## TEXT BLOCK
---+---
As summer farm production swings into high gear, we wanted to share a couple of items of news and comment with fellow local food foragers.
See Our Article on Local Food in Mother Earth News
First, we are very happy to see the account of our local food experiment finally published this summer by Mother Earth News. The August/September magazine has an article called “How to Find the Best Food: 20 ways to get fresh, sustainable food in your neck of the woods.” Our experiment is referenced in the sidebar “Taking On a Local Food Challenge,” and a full account of our month of eating locally, with photos, is at www.motherearthnews.com/Whole_Foods_and_Cooking/2006_August_September/Suburban-Foraging-Two-Families-Eat-Only-Local.
Read About Local Food in Edible Chespeake
A brief article on our June discussion about local food will also be in Edible Chesapeake’s fall issue. If you didn’t have a chance to look at the copies of the magazine we had at the talk, check out the web site at www.ediblechesapeake.com. This is a great publication for the growing community of local food devotees around our region.
---+---
Recorded data:
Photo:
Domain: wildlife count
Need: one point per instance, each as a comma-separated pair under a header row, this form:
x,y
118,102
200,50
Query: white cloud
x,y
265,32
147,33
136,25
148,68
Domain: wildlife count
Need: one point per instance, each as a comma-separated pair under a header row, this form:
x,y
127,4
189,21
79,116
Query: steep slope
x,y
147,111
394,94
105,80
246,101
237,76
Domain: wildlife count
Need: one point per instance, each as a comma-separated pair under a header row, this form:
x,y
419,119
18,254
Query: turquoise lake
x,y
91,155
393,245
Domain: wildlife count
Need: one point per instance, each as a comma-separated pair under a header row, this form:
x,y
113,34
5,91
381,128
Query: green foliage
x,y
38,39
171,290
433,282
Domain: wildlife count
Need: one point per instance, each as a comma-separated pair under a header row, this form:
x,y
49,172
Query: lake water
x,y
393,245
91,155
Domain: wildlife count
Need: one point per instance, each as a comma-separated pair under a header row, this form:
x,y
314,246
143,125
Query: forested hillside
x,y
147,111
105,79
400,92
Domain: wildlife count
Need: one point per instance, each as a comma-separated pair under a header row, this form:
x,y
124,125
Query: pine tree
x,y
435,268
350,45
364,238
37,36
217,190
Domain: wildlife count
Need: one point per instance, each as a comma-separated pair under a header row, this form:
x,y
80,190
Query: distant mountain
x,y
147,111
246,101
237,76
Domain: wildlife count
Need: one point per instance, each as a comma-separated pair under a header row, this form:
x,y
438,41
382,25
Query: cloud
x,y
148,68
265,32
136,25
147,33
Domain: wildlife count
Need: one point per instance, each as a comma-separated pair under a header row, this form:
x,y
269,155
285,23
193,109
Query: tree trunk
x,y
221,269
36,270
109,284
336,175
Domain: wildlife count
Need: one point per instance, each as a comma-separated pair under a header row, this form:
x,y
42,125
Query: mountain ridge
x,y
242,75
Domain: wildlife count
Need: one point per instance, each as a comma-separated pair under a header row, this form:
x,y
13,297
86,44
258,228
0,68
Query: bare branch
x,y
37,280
---+---
## EXERCISE INSTRUCTIONS
• a. In the local food update, write out the part that opens with the words containing "Read About Local" and closes with "around our region.", switching "fall issue" to "autumn issue".
• b. Answer these questions from the local food update:
(i) Which magazine published the account of the local food experiment this summer?
(ii) What is the title of the sidebar that references the experiment?
(iii) In which month was the discussion about local food held?

## ANSWERS BY TASK
• a.
Read About Local Food in Edible Chespeake
A brief article on our June discussion about local food will also be in Edible Chesapeake’s autumn issue. If you didn’t have a chance to look at the copies of the magazine we had at the talk, check out the web site at www.ediblechesapeake.com. This is a great publication for the growing community of local food devotees around our region.

• b.
(i) Mother Earth News
(ii) "Taking On a Local Food Challenge"
(iii) June